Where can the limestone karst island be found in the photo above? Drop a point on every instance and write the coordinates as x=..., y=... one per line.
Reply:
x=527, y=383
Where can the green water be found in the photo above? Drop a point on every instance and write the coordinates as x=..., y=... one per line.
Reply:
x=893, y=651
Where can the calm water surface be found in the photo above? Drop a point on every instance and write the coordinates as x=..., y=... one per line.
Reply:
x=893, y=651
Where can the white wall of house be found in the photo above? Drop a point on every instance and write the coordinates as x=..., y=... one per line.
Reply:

..........

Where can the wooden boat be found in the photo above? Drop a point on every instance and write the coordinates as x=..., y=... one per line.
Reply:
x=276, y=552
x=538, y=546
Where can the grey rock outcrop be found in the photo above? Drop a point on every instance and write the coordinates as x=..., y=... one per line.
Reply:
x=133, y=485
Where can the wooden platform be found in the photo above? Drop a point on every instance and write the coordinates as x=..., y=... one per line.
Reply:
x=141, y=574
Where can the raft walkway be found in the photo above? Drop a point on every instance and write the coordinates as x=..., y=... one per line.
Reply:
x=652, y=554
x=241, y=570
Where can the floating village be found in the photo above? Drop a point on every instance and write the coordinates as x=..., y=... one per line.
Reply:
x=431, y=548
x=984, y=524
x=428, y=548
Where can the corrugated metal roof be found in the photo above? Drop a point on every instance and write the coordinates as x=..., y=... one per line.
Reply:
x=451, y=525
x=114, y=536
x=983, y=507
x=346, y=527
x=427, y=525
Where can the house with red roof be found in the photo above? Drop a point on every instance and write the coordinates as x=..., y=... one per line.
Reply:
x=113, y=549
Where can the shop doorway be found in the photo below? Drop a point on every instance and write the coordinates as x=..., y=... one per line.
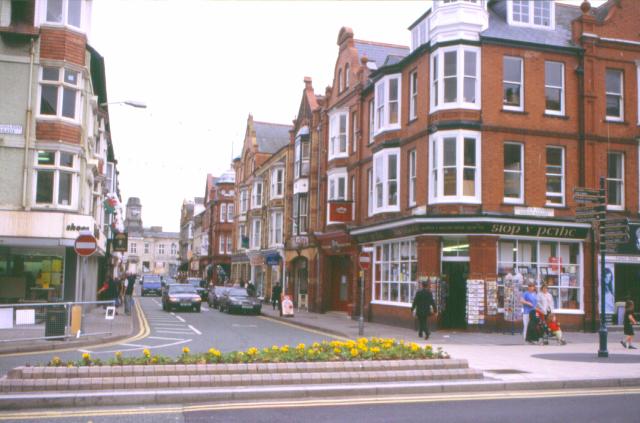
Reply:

..........

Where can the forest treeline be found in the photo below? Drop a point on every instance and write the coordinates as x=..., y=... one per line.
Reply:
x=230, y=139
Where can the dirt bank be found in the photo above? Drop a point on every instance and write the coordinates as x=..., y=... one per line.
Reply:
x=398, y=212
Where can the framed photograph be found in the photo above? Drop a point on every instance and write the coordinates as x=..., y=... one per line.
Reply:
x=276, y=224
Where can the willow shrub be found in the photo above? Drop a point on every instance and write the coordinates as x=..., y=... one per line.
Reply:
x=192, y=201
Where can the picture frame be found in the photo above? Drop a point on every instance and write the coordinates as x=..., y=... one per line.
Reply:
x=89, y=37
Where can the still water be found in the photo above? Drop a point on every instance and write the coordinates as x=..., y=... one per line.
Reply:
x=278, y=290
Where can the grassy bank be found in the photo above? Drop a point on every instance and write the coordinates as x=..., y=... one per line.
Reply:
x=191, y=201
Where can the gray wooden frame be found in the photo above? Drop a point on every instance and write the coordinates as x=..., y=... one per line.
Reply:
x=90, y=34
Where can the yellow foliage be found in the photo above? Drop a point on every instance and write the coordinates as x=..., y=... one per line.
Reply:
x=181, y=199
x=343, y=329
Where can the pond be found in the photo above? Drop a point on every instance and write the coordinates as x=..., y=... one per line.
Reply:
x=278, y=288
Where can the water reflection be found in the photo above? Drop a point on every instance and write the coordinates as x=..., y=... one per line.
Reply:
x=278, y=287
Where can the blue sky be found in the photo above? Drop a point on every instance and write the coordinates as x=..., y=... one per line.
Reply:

..........

### What you need to do
Copy every line from the one containing "Where can the yellow" down to the one containing "x=343, y=329", both included, without changing anything.

### Answer to this exercise
Where can the yellow foliage be found in the photo above? Drop a point on every instance and write the coordinates as x=..., y=... one per line.
Reply:
x=181, y=199
x=343, y=329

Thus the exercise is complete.